■ TEXTO:
—————

Keywords: international law, Yugoslavia, international criminal court, civil war.
INTRODUÇÃO
A Guerra Civil da Ex-Iugoslávia consistiu em um dos maiores conflitos bélicos desde a 2ª Guerra Mundial e praticamente arrasou o território dos Bálcãs, devido a intensidade e quantidade dos conflitos ocorridos entre as várias etnias que ainda povoam aquele território.
Esta guerra ocasionou um grande número de crimes que envolveram os direitos humanos, dentre os quais citam-se: crimes contra a humanidade, genocídio, violações às Convenções de Genebra e crimes de guerra. Este fato, aliado à gravidade dos conflitos e a durabilidade da guerra atentaram a ONU para a necessidade de intervenção com a finalidade de se extinguir os atos criminosos e as disputas políticas e territoriais.
Neste contexto, a ONU dividiu-se em três frentes de atuação, a militar, a diplomática e a jurídica, sendo que na primeira ela atuou por meio da OTAN, enquanto que na segunda estabeleceu diversos acordos de paz e na terceira instituiu o Tribunal Penal Internacional para a Ex-Iugoslávia com a finalidade de julgar os responsáveis pelos crimes de guerra e contra a humanidade cometidos como reflexo da guerra. Ressalva-se, entretanto, que O Tribunal “ad hoc”, mesmo após obter relativo sucesso em seu trabalho, foi alvo de críticas dos países em guerra e de juristas internacionais, o que ensejou a criação, por parte da ONU, de um Tribunal com jurisdição global. Neste sentido, o artigo tem a função de esclarecer os motivos que levaram ao estabelecimento deste novo Tribunal e expor sua importância para a resolução dos conflitos internacionais.

—————

■ DADOS EXIBIDOS:
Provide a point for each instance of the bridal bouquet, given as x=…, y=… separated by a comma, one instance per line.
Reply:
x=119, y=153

—————

■ O PROBLEMA: Transcreva fielmente o trecho do texto sobre a Guerra Civil da Ex-Iugoslávia que vai de "Esta guerra ocasionou" até "políticas e territoriais.", com esses dois extremos incluídos. Baseie-se apenas no texto, sem recorrer à listagem.

■ RESPOSTA FINAL:
Esta guerra ocasionou um grande número de crimes que envolveram os direitos humanos, dentre os quais citam-se: crimes contra a humanidade, genocídio, violações às Convenções de Genebra e crimes de guerra. Este fato, aliado à gravidade dos conflitos e a durabilidade da guerra atentaram a ONU para a necessidade de intervenção com a finalidade de se extinguir os atos criminosos e as disputas políticas e territoriais.